Stored items:
--------
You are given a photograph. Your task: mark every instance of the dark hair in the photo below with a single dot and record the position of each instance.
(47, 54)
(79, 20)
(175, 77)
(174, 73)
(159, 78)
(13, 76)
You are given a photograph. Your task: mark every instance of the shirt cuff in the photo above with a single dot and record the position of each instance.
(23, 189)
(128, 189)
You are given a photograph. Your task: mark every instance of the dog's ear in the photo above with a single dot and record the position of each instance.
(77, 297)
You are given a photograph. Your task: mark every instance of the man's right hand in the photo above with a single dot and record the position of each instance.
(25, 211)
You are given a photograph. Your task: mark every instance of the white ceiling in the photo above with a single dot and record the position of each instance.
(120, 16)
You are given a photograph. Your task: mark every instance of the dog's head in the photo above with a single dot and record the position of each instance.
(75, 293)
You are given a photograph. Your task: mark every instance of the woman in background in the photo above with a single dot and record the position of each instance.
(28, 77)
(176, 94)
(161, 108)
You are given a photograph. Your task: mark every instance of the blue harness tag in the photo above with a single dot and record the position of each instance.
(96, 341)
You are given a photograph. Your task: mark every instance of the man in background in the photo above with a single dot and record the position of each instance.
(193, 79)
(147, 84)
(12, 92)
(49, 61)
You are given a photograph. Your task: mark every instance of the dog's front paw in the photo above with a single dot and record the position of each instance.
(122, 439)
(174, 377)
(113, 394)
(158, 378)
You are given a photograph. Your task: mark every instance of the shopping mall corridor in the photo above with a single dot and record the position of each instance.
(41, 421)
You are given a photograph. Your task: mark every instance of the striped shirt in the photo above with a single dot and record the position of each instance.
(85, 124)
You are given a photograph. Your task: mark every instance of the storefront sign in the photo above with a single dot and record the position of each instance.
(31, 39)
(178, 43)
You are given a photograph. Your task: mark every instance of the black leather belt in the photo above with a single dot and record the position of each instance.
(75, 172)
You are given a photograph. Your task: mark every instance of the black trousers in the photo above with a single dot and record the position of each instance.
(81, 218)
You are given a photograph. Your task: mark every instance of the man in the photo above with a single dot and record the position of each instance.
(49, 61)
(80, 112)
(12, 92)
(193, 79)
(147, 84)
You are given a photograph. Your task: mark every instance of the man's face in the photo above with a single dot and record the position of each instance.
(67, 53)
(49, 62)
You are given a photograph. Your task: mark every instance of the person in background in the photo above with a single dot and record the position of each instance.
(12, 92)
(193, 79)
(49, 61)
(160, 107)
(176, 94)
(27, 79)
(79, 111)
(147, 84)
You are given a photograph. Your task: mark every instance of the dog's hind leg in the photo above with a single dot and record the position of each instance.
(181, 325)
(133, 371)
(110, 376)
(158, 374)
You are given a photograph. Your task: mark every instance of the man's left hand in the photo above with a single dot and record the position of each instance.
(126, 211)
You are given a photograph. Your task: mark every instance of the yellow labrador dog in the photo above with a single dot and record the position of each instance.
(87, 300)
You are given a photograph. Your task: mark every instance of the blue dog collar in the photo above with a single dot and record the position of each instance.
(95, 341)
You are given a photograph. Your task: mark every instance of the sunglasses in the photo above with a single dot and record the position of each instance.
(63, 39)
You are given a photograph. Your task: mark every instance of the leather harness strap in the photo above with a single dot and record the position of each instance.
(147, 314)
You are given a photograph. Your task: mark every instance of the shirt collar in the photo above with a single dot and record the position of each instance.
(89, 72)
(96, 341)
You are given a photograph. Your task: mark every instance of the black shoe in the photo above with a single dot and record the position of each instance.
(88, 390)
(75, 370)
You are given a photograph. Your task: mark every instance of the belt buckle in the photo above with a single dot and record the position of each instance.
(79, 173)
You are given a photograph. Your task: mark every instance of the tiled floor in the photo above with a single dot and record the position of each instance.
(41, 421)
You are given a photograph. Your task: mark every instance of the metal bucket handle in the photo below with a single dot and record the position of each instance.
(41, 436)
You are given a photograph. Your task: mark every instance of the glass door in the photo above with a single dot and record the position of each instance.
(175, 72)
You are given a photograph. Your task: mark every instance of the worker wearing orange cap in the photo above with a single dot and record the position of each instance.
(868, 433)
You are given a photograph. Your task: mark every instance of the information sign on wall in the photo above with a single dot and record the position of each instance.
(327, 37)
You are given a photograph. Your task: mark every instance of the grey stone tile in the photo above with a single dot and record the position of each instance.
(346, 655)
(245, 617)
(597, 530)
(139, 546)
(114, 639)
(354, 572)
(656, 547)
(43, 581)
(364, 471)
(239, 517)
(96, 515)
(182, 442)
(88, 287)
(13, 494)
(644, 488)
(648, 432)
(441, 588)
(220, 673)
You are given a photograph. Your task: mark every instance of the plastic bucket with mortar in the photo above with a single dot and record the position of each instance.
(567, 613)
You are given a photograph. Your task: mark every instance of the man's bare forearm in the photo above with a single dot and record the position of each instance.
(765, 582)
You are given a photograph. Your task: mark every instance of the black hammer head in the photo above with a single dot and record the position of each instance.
--------
Problem requirements => A verbatim reproduction of all the records above is the expected answer.

Exercise result =>
You are given a photograph. Your task: mark every instance of the dark hair in the photo below with a single dot and record the position of each instance.
(47, 54)
(79, 20)
(175, 77)
(174, 73)
(159, 78)
(13, 76)
You are given a photograph. Your task: mark every instance of the shirt cuff in the photo above with a single dot and record the position of each instance.
(23, 189)
(128, 189)
You are given a photograph. Your task: mark every instance of the dog's ear in the photo above with a single dot and record the position of each instance.
(77, 297)
You are given a photograph. Your task: mark every instance of the man's right hand in the photo above with a single dot and record the position of each instance.
(25, 211)
You are given a photograph. Your task: mark every instance of the white ceiling in the photo above with a single dot and record the position of each instance.
(120, 16)
You are given a photograph. Your task: mark every instance of the dog's head in the photo above with a single dot and record the position of each instance.
(75, 293)
You are given a photograph. Your task: mark every instance of the woman in background in the photo above with a single dot and record the position of each instance.
(28, 77)
(176, 94)
(161, 108)
You are given a photograph. Your task: mark every instance of the blue harness tag in the photo above with a single dot and record the position of each instance.
(96, 341)
You are given a photograph. Your task: mark every instance of the man in background in the photo above with a single dot and record the position of each instance.
(193, 79)
(147, 84)
(12, 92)
(49, 61)
You are given a photograph. Your task: mark every instance of the dog's front paw in the photo above with a single dot and record the position of each instance.
(122, 439)
(174, 377)
(113, 394)
(158, 378)
You are given a photograph. Your task: mark every instance of the shopping mall corridor in the photo above with a single dot and record the position of each instance.
(41, 421)
You are given a photograph. Your task: mark every instance of the striped shirt in the photo above with a single dot and record the position of each instance.
(85, 124)
You are given a photograph. Your task: mark every instance of the storefront sign in the photo above with a single dot and record the position of each instance.
(31, 39)
(178, 43)
You are given a photograph. Your task: mark every instance of the black leather belt in the photo above with a single dot and record the position of each instance.
(75, 172)
You are given a photograph. Your task: mark every instance of the black trousers in the photo above with a single dot and record the position of each instance.
(81, 218)
You are given a photograph. Your task: mark every instance of the man in the photo above with a single dot and record the position of each instance.
(49, 61)
(80, 112)
(12, 92)
(193, 79)
(147, 84)
You are given a photograph. Your task: mark every instance of the man's face in the photo above with a single dot and record the position of each instance.
(67, 53)
(49, 62)
You are given a photograph. Your task: mark every instance of the person in background in the photo above with a single dot and record the position of each instance.
(12, 92)
(193, 79)
(49, 61)
(160, 107)
(176, 94)
(27, 79)
(79, 111)
(147, 84)
You are given a photograph. Your task: mark every instance of the dog's hind leg in the photo above with a single dot and record the position of each instance.
(181, 325)
(133, 371)
(110, 376)
(158, 374)
You are given a photograph. Your task: mark every instance of the man's left hand in the photo above with a single dot and record the position of each instance.
(126, 211)
You are given a photograph. Your task: mark every instance of the yellow labrador dog in the photo above with a single dot and record the position of each instance.
(87, 300)
You are given a photograph. Your task: mark every instance of the blue dog collar in the photo above with a single dot and record the position of each instance.
(95, 341)
You are given a photograph. Your task: mark every instance of the sunglasses in the photo above with a single dot and record the position of each instance.
(63, 39)
You are given a photograph. Your task: mark every instance of the leather harness strap in the photo above with a single dot and record the position of each instance.
(147, 314)
You are given a photograph. Your task: mark every instance of the shirt collar in the photo above with a single dot and record the position of each instance.
(89, 72)
(96, 341)
You are given a photograph. Your task: mark every instance of the black shoe in the photo above with a single dot and record the position of each instance.
(88, 390)
(75, 370)
You are given a photograph. Your task: mark every instance of the belt buckle in the photo above with a single dot and record the position of each instance.
(79, 173)
You are given a photograph. Your task: mark every instance of the tiled floor in the photo above with a single dot and record the position of each instance.
(41, 421)
You are given a photograph. Your task: mark every instance of the metal bucket handle in the photo below with a single dot and record the position of each instance.
(41, 436)
You are given a photograph. Your task: mark every instance of the glass door in the photo above with a single dot and record the position of each instance.
(175, 72)
You are given a photograph. Your task: mark every instance of the worker wearing orange cap in the photo above with a single dot and record the position of each instance.
(868, 433)
You are given a photograph. Your task: mark every instance of the information sign on wall in the photo above with a single dot and record the position of each instance.
(327, 37)
You are given a photograph. Your task: mark every instance of the grey stone tile in the photo above with a single dot and record the position of each instance.
(346, 655)
(245, 617)
(597, 530)
(139, 546)
(114, 639)
(354, 572)
(656, 547)
(43, 581)
(364, 471)
(239, 517)
(96, 515)
(182, 442)
(88, 287)
(13, 494)
(644, 488)
(648, 432)
(441, 588)
(220, 673)
You are given a photograph. Your task: mark every instance of the plastic bucket with mortar in the photo above with a single dot and record the position of each instance.
(567, 613)
You are given a photograph. Your task: mark every instance of the man's bare forearm in the photo above with a single dot and record the position of each instance.
(765, 582)
You are given a photograph. Your task: mark every instance of the black hammer head in the photo above with a single dot and record the position of each instance.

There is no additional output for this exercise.